> _Excerto do texto_:
______________________________

Adicionalmente, Tomás Drumond, gestor de portefólios na BPI Vida e Pensões, destaca a função de amortecedor que os ETF têm em tempos mais conturbados. É da opinião de que estes produtos conseguem “ser uma espécie de almofada face ao benchmark”, “porque é sabido que dentro de uma determinada banda de ação estaremos mais ou menos próximos do benchmark”, relata. Algo que contrasta com uma estratégia ativa, em que, como diz, acaba por ser mais cuidadoso nos trades que efetua.
ETF de obrigações: democratização
A emersão dos ETF de obrigações e as suas vantagens face a outros instrumentos de dívida foram ainda outro dos tópicos abordados. Marta Bretones Benavides entende que esse êxito se explica por vários fatores. Primeiro, porque “os mercados secundários onde esses ETF atuam têm uma profundidade em termos de bid-offer, e isso traz liquidez para o mercado”. Assim, tanto os gestores de carteiras como alguns clientes finais "sentem que encontram acesso aos ativos, algo que não é assim tão fácil quando se investe diretamente num título de rendimento fixo". Mas este não é o único ponto relevante. A responsável assinala a democratização criada por estes produtos, já que os investidores finais podem aceder à classe de ativos mais facilmente. “Antigamente, era mais difícil acederem por causa dos valores mínimos requeridos em alguns produtos de rendimento fixo; agora com os ETF é mais fácil. Podem investir, por exemplo, dois ou cinco mil euros num ETF e ter acesso ao mercado de rendimento fixo, e assim diversificar todo o seu portefólio”, pontualiza.
Essa facilidade em aceder a um conjunto de títulos de rendimento fixo de uma só vez também é assinalada por Tomás Drumond. Exemplifica: “Por exemplo, se se investir num ETF de obrigações do tesouro da zona euro, haverá exposição a obrigações finlandesas ou mesmo estónias, o que numa carteira de obrigações normal não aconteceria porque não há liquidez nesses títulos”, aponta.

______________________________

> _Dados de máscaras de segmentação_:
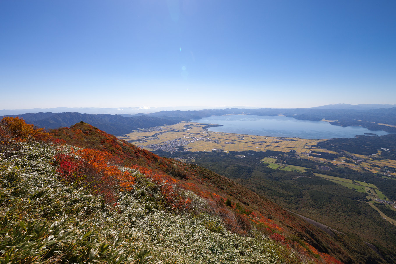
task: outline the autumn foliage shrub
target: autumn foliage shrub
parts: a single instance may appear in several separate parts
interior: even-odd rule
[[[49,135],[44,128],[35,128],[33,125],[27,124],[25,121],[16,117],[5,116],[1,120],[1,126],[4,130],[3,132],[8,133],[11,138],[18,138],[20,140],[26,140],[29,138],[48,140]]]
[[[122,172],[110,163],[114,157],[105,151],[92,149],[78,150],[71,154],[59,154],[54,157],[57,172],[69,181],[77,181],[86,188],[103,196],[109,203],[116,201],[116,193],[130,190],[135,177],[128,171]]]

______________________________

> _Trabalho a realizar_:
1. No excerto sobre ETF, que cargo ocupa Tomás Drumond e em que entidade?
2. Escreva a continuação do texto sobre ETF de obrigações a partir da última frase apresentada.

> _Respostas às tarefas_:
1. É gestor de portefólios na BPI Vida e Pensões.

2.
Gestão ao longo da curva de yields
Outra das vantagens que o gestor da BPI Vida e Pensões releva nos ETF de obrigações tem que ver com as decisões tomadas ao longo da curva de yields, algo que os ETF governamentais ajudam, e muito. Embora nos primórdios dos ETF de obrigações estes cobrissem toda a curva de yields, agora as opções são mais granulares. “Existem soluções específicas para a parte curta, intermédia e longa da curva, e isso torna a nossa vida mais fácil quando queremos incrementar ligeiramente a duração, e estar mais expostos à parte final ou frontal da curva”, realça o gestor. Totalmente de acordo, Ana Onofre realça essa mesma usabilidade, destacando que usam ETF de obrigações “quando querem fazer um target da duração de uma determinada forma”, pois “existe muita diversidade de ETF para usar ao longo da curva”. O mesmo aplicar-se-á ao nível da gestão de geografias e regiões? Para os dois gestores não. Para Tomás Drumond, nesse ponto, “o investimento direto é mais benéfico”, e para Ana Onofre os ETF de obrigações “não funcionam assim tão bem para esse fim”, pois a decisão de uma ligeira subponderação de uma região ou país não é possível fazer com a mesma eficácia que se faz com o investimento direto.
Para Rui Broega, por seu turno, a diversificação entre vencimentos é de facto uma vantagem dos ETF de obrigações, à qual adiciona a diversificação “entre setores e geografias”, o que permite equilibrar “o risco das ações durante a turbulência do mercado e proporcionar fluxos de rendimento estáveis”, ao mesmo tempo que se tem “liquidez, diversificação, transparência e eficiência de custo”.